◆ Supplied data:
^^^^^^^^

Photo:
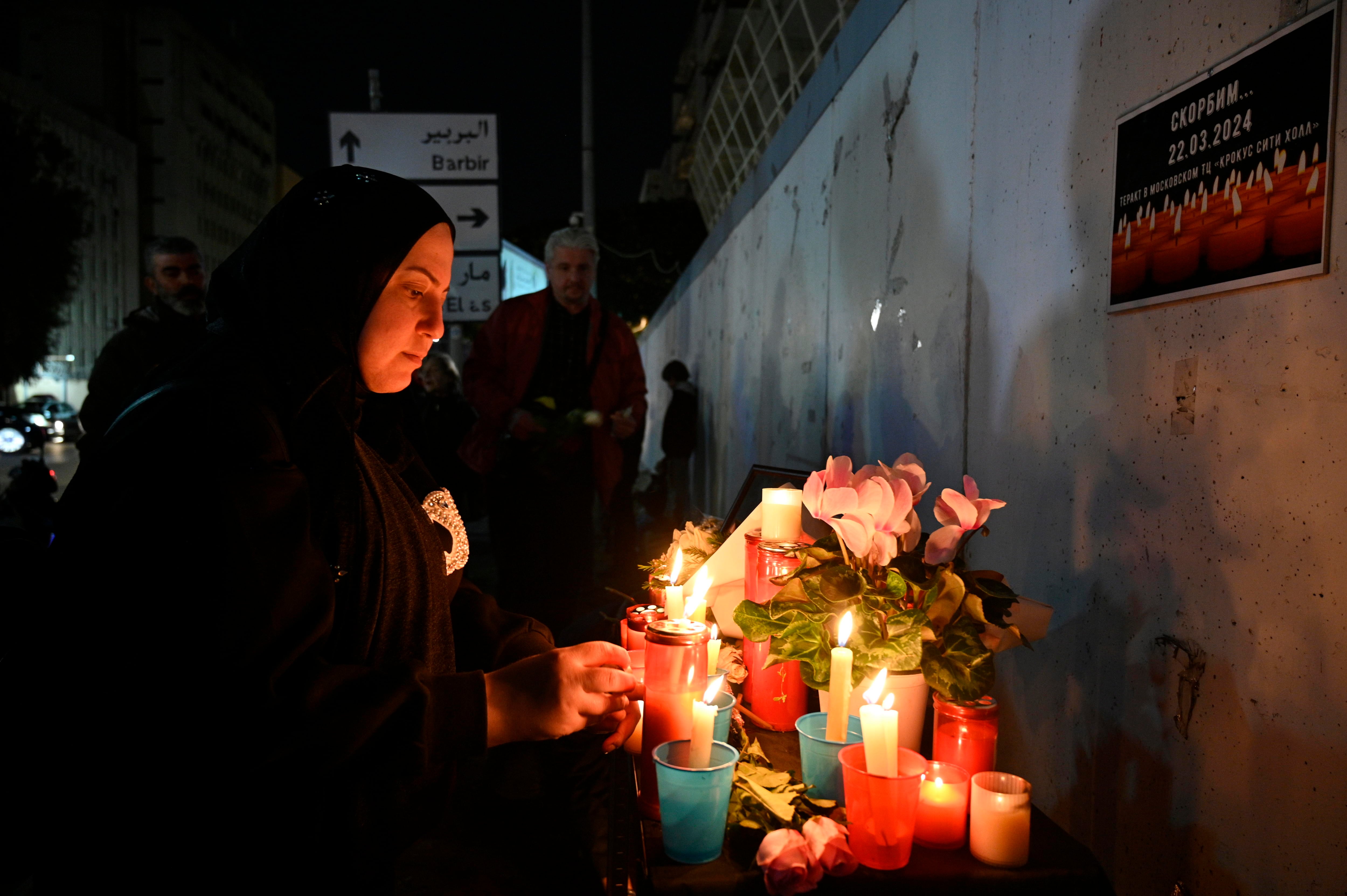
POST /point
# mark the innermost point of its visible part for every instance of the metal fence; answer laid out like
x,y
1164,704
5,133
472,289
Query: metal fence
x,y
776,49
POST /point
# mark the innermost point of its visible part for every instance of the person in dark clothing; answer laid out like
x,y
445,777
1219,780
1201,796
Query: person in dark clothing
x,y
151,336
273,696
679,438
437,421
560,390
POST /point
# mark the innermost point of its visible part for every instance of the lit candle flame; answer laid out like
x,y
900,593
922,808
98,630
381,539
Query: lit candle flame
x,y
875,690
845,630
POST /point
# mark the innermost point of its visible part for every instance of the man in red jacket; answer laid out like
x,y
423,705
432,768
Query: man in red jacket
x,y
558,386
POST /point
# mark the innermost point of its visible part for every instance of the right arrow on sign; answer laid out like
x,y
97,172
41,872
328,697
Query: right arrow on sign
x,y
477,217
349,142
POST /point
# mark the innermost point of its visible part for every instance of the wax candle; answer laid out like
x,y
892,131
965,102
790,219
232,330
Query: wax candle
x,y
782,514
674,592
634,743
704,723
877,735
943,806
999,822
840,684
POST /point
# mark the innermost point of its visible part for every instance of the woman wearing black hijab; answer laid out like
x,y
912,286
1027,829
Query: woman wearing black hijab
x,y
271,661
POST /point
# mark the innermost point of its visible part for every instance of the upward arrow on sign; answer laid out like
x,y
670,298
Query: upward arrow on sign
x,y
477,217
349,142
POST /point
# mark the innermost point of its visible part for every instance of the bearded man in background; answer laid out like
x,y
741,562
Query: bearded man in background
x,y
151,336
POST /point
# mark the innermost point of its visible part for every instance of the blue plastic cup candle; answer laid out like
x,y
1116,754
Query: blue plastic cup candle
x,y
820,755
724,703
694,802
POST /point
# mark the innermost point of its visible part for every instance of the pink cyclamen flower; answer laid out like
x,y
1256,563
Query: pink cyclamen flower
x,y
891,521
829,845
958,514
850,511
789,867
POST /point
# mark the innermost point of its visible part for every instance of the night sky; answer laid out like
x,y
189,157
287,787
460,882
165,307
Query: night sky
x,y
520,61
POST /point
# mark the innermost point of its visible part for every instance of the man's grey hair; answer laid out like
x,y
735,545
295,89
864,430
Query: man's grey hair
x,y
166,246
570,239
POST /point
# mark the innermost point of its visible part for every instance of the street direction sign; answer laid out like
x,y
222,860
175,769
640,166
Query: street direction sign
x,y
473,208
417,146
476,290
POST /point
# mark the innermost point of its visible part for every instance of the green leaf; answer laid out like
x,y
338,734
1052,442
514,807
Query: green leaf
x,y
915,572
756,622
958,665
841,584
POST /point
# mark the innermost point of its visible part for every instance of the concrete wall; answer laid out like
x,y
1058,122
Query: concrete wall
x,y
980,213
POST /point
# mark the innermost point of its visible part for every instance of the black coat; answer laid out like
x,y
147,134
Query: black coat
x,y
270,674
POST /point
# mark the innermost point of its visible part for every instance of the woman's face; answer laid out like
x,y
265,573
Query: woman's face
x,y
407,317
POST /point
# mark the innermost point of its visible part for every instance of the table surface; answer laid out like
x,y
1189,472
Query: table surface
x,y
1058,863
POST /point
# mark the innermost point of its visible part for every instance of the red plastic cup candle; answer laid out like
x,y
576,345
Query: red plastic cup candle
x,y
840,684
943,808
675,677
966,734
880,730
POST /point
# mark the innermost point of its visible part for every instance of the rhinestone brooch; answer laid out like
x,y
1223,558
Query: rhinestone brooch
x,y
440,507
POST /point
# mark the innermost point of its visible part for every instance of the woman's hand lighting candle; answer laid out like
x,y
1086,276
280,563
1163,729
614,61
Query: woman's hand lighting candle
x,y
840,684
673,592
782,514
879,736
704,723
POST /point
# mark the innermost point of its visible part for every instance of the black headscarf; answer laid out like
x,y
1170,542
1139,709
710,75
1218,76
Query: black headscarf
x,y
297,296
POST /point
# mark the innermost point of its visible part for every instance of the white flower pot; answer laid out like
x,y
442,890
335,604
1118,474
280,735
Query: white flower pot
x,y
910,699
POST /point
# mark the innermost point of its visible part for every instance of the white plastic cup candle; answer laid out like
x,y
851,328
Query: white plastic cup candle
x,y
999,820
880,731
782,514
704,724
840,684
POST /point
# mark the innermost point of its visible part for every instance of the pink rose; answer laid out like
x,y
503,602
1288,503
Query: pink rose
x,y
789,867
828,844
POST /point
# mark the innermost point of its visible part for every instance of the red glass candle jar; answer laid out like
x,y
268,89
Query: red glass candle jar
x,y
751,542
675,676
966,734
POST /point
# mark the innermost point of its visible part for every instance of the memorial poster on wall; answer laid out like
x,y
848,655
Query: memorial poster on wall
x,y
1225,182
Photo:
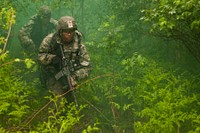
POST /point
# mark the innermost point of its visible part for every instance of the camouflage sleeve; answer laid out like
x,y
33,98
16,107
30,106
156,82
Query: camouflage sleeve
x,y
45,55
84,62
25,36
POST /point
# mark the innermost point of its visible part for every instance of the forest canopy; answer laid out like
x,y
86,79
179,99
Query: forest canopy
x,y
145,69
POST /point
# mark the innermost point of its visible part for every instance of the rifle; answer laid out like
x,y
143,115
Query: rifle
x,y
66,71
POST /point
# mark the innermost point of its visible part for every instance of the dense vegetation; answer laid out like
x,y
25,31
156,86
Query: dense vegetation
x,y
144,78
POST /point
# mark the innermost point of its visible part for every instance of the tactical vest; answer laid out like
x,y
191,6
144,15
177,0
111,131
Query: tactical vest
x,y
71,52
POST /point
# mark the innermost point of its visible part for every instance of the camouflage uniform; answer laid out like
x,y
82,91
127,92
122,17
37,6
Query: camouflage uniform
x,y
51,47
32,34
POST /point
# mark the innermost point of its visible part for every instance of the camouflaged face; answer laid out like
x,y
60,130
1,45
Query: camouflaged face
x,y
66,22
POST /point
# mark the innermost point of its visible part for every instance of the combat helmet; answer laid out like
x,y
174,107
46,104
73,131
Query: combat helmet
x,y
66,23
44,12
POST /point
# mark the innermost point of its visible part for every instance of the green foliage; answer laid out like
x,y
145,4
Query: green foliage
x,y
163,101
62,118
178,20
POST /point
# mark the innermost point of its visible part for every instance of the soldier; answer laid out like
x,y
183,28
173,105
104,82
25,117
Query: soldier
x,y
38,27
62,48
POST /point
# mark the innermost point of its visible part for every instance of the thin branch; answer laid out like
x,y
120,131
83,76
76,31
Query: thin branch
x,y
34,115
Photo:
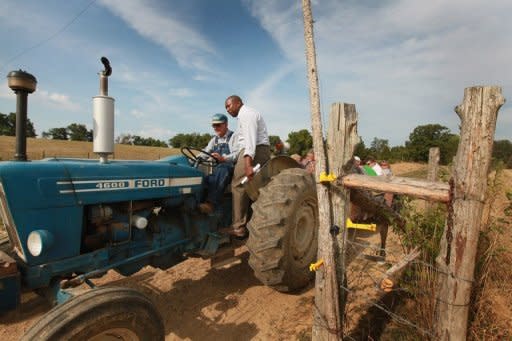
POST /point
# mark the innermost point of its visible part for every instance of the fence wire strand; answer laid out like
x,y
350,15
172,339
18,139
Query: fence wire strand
x,y
368,272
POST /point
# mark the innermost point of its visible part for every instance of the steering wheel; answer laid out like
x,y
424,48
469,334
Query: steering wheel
x,y
193,155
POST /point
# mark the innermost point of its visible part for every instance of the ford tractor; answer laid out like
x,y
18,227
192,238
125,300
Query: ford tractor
x,y
70,221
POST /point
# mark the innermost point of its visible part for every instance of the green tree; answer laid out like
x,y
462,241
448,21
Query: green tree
x,y
8,125
361,150
398,153
78,132
300,142
148,141
502,151
56,134
380,149
427,136
190,140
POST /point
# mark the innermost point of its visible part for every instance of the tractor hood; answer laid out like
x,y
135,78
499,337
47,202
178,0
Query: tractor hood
x,y
50,194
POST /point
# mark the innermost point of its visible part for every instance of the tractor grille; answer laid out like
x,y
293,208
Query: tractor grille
x,y
9,223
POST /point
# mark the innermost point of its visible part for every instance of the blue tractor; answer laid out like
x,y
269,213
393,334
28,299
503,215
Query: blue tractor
x,y
70,221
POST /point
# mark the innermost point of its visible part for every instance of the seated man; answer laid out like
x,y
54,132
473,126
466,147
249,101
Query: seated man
x,y
224,148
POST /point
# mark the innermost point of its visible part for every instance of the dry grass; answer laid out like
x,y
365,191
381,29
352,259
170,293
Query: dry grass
x,y
491,303
41,148
491,311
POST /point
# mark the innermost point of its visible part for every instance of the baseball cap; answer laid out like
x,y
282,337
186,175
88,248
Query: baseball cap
x,y
219,118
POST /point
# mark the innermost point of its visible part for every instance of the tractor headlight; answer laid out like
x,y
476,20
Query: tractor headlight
x,y
39,241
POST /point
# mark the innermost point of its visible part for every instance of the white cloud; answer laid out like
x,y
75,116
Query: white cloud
x,y
181,92
156,132
402,62
184,43
137,113
7,93
55,99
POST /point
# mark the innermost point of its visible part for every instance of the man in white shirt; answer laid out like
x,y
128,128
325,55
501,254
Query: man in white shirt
x,y
224,148
254,148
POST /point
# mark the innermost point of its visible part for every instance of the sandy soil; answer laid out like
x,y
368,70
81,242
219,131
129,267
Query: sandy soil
x,y
198,302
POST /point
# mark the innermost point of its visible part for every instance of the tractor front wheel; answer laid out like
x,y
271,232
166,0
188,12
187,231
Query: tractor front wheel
x,y
283,231
109,313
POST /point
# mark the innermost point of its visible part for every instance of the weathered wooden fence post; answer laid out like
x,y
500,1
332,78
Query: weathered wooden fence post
x,y
456,261
433,163
433,169
326,320
341,140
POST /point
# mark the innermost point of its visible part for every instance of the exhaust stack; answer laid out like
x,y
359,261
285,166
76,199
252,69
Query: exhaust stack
x,y
103,116
22,83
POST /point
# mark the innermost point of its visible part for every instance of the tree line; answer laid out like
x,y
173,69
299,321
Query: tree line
x,y
415,149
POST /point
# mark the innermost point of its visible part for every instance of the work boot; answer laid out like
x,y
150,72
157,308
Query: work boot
x,y
206,207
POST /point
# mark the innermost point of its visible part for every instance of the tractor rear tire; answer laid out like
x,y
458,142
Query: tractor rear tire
x,y
283,238
109,313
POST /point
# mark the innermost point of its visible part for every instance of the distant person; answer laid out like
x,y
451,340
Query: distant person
x,y
386,169
297,158
223,147
254,149
357,165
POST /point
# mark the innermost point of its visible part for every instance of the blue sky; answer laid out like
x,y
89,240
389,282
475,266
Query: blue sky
x,y
402,62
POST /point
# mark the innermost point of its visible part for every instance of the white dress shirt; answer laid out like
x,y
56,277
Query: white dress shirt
x,y
252,130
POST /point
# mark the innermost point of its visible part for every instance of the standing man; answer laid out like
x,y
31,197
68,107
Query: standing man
x,y
254,148
224,149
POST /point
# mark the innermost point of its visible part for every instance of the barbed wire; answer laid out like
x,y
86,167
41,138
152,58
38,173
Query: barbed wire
x,y
368,273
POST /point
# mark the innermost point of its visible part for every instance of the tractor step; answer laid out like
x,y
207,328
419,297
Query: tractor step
x,y
224,257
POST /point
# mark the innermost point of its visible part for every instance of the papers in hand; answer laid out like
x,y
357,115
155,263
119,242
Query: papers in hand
x,y
255,169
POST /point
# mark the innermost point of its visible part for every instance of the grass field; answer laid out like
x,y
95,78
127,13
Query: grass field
x,y
42,148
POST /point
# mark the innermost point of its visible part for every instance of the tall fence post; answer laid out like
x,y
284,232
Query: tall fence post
x,y
433,169
433,164
326,316
456,261
341,140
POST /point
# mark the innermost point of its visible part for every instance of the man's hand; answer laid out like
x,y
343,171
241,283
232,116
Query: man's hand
x,y
218,157
249,171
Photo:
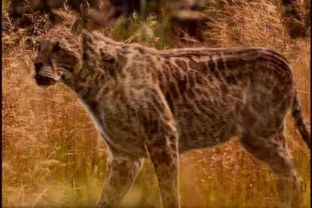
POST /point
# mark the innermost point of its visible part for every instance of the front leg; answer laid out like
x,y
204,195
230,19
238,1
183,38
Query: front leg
x,y
162,148
121,175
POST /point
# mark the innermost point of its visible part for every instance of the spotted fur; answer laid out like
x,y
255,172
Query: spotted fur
x,y
156,104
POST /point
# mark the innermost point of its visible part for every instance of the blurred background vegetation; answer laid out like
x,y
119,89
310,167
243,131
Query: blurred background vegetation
x,y
52,154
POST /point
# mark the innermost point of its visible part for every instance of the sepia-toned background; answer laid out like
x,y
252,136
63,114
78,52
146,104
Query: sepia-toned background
x,y
52,154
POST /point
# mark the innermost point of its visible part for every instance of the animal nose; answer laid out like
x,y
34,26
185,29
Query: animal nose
x,y
38,66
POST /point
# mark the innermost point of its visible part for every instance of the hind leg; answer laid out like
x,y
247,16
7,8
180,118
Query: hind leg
x,y
275,153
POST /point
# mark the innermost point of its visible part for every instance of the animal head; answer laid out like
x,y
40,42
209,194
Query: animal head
x,y
59,57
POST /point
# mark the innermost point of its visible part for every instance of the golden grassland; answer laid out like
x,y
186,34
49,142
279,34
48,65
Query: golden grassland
x,y
53,156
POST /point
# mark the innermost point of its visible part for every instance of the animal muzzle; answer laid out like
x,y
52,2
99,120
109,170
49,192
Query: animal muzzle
x,y
45,76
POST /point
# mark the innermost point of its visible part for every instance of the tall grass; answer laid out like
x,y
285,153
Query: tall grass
x,y
53,156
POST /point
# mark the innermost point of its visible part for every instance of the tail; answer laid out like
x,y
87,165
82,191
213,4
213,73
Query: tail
x,y
299,122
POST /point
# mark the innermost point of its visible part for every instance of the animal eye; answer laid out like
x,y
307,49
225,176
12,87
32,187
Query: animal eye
x,y
56,47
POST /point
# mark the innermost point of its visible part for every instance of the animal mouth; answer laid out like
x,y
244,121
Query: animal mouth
x,y
44,81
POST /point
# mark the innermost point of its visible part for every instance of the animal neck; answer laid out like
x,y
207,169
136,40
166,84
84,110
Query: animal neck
x,y
100,66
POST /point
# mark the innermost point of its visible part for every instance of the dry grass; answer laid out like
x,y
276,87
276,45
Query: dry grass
x,y
53,157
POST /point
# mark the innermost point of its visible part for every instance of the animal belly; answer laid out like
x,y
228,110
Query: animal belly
x,y
200,131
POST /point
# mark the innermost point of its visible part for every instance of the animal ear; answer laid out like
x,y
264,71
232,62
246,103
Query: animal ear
x,y
77,27
60,17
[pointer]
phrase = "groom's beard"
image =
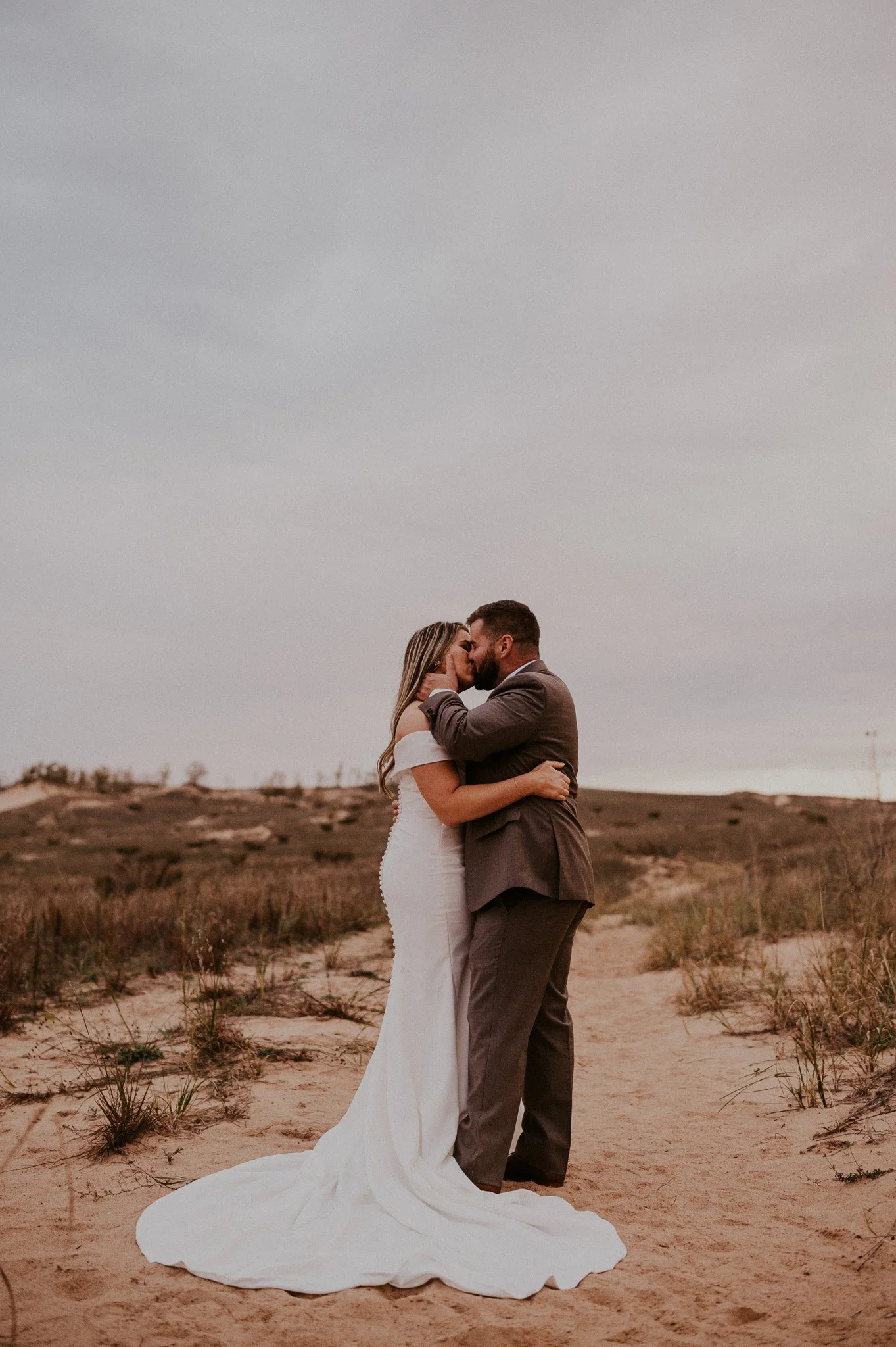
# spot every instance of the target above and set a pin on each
(486, 672)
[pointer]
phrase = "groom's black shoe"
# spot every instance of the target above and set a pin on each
(518, 1171)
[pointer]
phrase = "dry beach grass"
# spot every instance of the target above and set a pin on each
(229, 1011)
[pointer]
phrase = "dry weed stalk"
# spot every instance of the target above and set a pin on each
(840, 1014)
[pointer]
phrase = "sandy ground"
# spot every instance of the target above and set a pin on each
(738, 1231)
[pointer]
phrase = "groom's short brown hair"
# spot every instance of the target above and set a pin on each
(507, 618)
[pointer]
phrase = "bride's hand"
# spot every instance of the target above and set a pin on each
(550, 781)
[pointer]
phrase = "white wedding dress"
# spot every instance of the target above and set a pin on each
(381, 1198)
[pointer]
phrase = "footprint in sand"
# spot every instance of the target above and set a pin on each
(78, 1283)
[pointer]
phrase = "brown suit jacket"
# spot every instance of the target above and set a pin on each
(537, 844)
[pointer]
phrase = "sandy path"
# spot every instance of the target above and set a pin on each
(736, 1234)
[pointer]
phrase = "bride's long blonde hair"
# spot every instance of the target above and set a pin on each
(425, 651)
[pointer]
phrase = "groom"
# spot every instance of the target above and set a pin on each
(529, 884)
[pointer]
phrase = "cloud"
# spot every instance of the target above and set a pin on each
(322, 324)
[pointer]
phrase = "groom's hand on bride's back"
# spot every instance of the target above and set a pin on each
(432, 681)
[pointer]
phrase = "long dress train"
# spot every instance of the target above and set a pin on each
(381, 1198)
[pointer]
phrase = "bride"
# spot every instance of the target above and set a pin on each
(381, 1198)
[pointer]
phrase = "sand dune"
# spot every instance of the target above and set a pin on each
(738, 1231)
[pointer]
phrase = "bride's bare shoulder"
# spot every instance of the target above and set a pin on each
(410, 721)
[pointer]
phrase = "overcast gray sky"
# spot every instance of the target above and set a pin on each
(322, 322)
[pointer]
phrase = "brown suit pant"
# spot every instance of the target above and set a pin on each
(521, 1039)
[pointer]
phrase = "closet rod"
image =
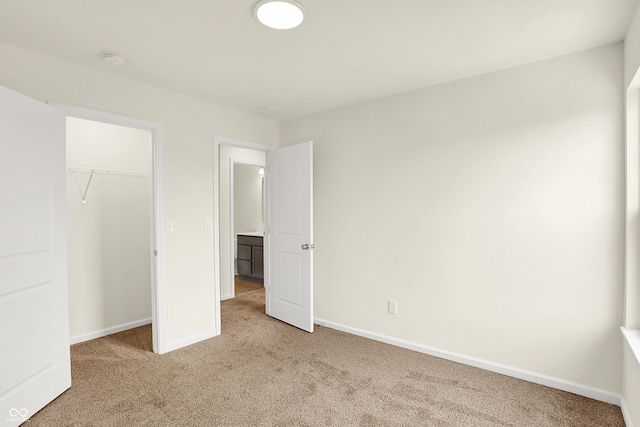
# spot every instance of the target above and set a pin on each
(107, 172)
(84, 196)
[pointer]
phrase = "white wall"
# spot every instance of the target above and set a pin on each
(490, 208)
(188, 128)
(631, 366)
(226, 154)
(247, 198)
(109, 235)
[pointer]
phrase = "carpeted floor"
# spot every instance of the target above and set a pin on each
(242, 285)
(262, 372)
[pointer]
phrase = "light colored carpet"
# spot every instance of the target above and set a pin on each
(262, 372)
(242, 285)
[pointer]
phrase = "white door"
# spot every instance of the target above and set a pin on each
(289, 237)
(34, 328)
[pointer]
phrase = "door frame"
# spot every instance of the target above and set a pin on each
(158, 289)
(232, 164)
(219, 140)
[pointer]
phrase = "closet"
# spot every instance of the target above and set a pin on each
(109, 217)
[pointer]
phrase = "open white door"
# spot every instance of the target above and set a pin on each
(34, 328)
(289, 237)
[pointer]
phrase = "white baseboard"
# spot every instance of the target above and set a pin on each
(108, 331)
(625, 413)
(191, 340)
(557, 383)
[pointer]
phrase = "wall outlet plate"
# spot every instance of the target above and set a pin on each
(393, 307)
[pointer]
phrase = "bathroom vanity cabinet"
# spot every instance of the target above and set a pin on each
(251, 256)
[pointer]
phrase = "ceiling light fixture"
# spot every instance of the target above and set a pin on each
(113, 58)
(279, 14)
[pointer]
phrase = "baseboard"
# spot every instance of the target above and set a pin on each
(557, 383)
(108, 331)
(191, 340)
(626, 415)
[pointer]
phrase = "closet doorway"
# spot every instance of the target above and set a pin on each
(113, 239)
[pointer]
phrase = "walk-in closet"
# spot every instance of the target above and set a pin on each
(109, 215)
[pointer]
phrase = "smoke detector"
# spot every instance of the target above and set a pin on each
(113, 58)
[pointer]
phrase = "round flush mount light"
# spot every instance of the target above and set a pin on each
(113, 58)
(279, 14)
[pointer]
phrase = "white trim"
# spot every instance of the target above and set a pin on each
(158, 303)
(108, 331)
(191, 340)
(626, 415)
(232, 163)
(534, 377)
(633, 339)
(219, 140)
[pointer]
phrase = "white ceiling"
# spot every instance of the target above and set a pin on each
(346, 51)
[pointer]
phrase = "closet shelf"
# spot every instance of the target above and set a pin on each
(114, 173)
(87, 171)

^^^^^^^^

Gather every line of the rows above that contains the string "shirt", copying each one in full. Case counts.

# mark the innermost point of its visible part for every instance of the man in white shirt; answer laid out like
Query: man in white shirt
# mark the innermost point of its visible part for every instance of the white dress shirt; answer laid out like
Query: white dress shirt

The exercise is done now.